- **SEZIONE DI TESTO**:
CATTANEO, Damiano
Figlio di Leonardo e di Selvaggia Salvago, nacque in Genova attorno alla metà del sec. XIV. Iniziò gli studi giuridici, senza trascurare però l'attività commerciale alla quale si dedicavano assai attivamente quasi tutti i membri della famiglia che, proprio in seguito ad alcune fortunate operazioni commerciali, avevano acquisito un prestigio ed una potenza economica tali da inserire i Cattaneo tra le più cospicue famiglie genovesi.
La prima notizia sul C. si ricava da un contratto stipulato nel gennaio 1370 tra un genovese ed un castigliano nel quale egli funge da teste. Al 1373 risale il suo primo importante incarico: in quell'anno gli venne infatti conferito il comando di alcune galee inviate contro l'isola di Cipro.
Il suo inserimento nella vita pubblica avveniva in un periodo cruciale quando la Repubblica, turbata da profonde discordie cittadine per il dogato, doveva affrontare Venezia nell'annosa lotta per il predominio nel Levante. In questa lotta si inserì la disputa sorta tra Genovesi e Veneziani a Nicosia nell'ottobre 1372 in occasione delle cerimonie per l'incoronazione del nuovo re di Cipro Pietro II: la disputa su questioni di protocollo nascondeva il profondo contrasto tra le due Repubbliche, sorto in seguito all'abile politica svolta da Venezia nei confronti del giovane sovrano, il quale aveva finito per abbandonare la politica filogenovese ed era arrivato anche a fare uccidere molti genovesi residenti nell'isola e ad impadronirsi dei loro beni. Nel dicembre 1372Genova decise di organizzare una spedizione punitiva al comando del fratello del doge, Pietro Fregoso; ma per la mancanza di mezzi fu costretta a prendere tempo e a ricorrere al prestito forzoso di alcuni cittadini che finanziarono la spedizione e costituirono la "compera nova mahonae Cipri".

[Voci di una raccolta di dati]
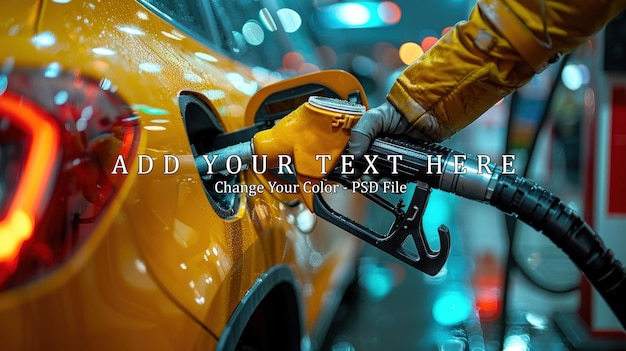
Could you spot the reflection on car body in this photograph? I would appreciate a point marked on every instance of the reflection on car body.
(95, 260)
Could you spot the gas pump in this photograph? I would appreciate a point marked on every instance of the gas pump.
(428, 165)
(604, 186)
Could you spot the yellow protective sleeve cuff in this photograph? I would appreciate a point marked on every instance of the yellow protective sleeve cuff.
(474, 65)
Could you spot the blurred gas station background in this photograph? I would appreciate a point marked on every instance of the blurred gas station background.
(564, 131)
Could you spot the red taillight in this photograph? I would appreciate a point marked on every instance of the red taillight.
(59, 137)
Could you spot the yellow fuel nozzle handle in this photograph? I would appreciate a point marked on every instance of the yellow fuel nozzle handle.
(319, 128)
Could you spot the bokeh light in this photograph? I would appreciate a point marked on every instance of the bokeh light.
(409, 52)
(389, 12)
(292, 60)
(428, 42)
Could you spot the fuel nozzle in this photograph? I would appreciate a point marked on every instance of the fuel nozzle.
(320, 123)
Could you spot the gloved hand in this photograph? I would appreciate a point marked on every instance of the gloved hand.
(383, 119)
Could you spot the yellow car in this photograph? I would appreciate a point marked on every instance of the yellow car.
(109, 237)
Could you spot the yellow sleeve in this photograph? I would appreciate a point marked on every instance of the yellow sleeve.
(474, 65)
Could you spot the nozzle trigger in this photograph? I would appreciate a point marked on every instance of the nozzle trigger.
(406, 226)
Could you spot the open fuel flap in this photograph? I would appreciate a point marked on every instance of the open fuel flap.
(264, 110)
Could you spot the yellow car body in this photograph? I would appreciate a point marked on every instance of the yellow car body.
(162, 269)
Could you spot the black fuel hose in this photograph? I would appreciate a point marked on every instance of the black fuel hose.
(471, 177)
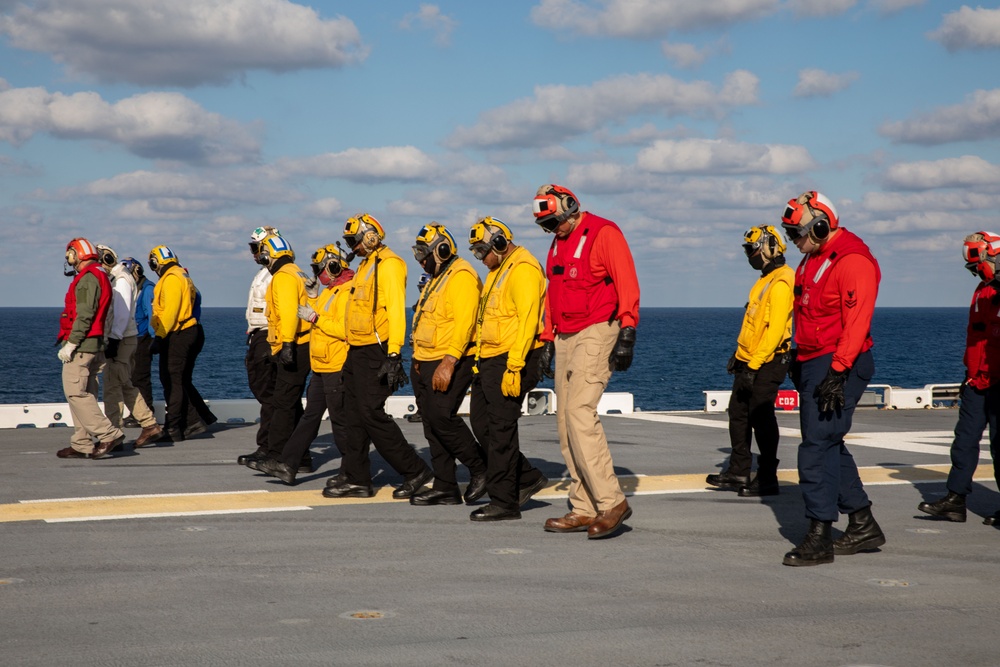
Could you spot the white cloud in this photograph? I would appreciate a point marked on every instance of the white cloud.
(558, 112)
(969, 29)
(818, 83)
(429, 17)
(723, 156)
(977, 118)
(368, 165)
(644, 18)
(820, 7)
(165, 126)
(182, 42)
(964, 171)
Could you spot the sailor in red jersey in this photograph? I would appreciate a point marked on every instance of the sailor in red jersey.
(979, 402)
(835, 289)
(81, 332)
(591, 311)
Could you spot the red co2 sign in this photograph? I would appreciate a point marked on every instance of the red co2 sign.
(787, 399)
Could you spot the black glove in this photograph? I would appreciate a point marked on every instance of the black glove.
(743, 382)
(621, 356)
(392, 372)
(830, 391)
(287, 356)
(545, 359)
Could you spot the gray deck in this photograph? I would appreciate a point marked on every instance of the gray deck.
(696, 579)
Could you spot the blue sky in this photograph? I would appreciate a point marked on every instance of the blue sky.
(191, 122)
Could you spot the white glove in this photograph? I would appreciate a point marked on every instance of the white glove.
(308, 314)
(66, 352)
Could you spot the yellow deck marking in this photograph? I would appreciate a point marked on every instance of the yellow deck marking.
(122, 507)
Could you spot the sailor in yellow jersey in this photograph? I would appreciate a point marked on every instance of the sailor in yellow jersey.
(288, 337)
(508, 321)
(376, 329)
(327, 352)
(177, 342)
(760, 365)
(441, 370)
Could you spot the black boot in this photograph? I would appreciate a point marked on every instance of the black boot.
(727, 480)
(862, 534)
(951, 507)
(816, 548)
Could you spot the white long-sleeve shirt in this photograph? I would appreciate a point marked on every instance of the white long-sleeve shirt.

- **ELENCO ATTIVITÀ**:
**1)** Rispondi alle domande seguenti in base al testo su Damiano Cattaneo.
(a) Come si chiamavano i suoi genitori?
(b) In che anno ricevette il comando di alcune galee inviate contro Cipro?
(c) Chi guidava la spedizione punitiva decisa da Genova nel dicembre 1372?
**2)** Per ciascuna affermazione indica se concorda con il testo su Damiano Cattaneo, citando le parole decisive.
(a) La prima notizia su Cattaneo viene da un contratto in cui egli compare come testimone.
(b) La disputa di Nicosia nacque durante le cerimonie per l'incoronazione di Pietro II.
(c) Genova finanziò la spedizione con mezzi propri, senza chiedere denaro ai cittadini.

- **RISPOSTE IN ORDINE**:
**1)**
(a) Leonardo e Selvaggia Salvago.
(b) Nel 1373.
(c) Pietro Fregoso, fratello del doge.

**2)**
(a) Sì: "La prima notizia sul C. si ricava da un contratto stipulato nel gennaio 1370 tra un genovese ed un castigliano nel quale egli funge da teste."
(b) Sì: "in occasione delle cerimonie per l'incoronazione del nuovo re di Cipro Pietro II"
(c) No: "per la mancanza di mezzi fu costretta a prendere tempo e a ricorrere al prestito forzoso di alcuni cittadini"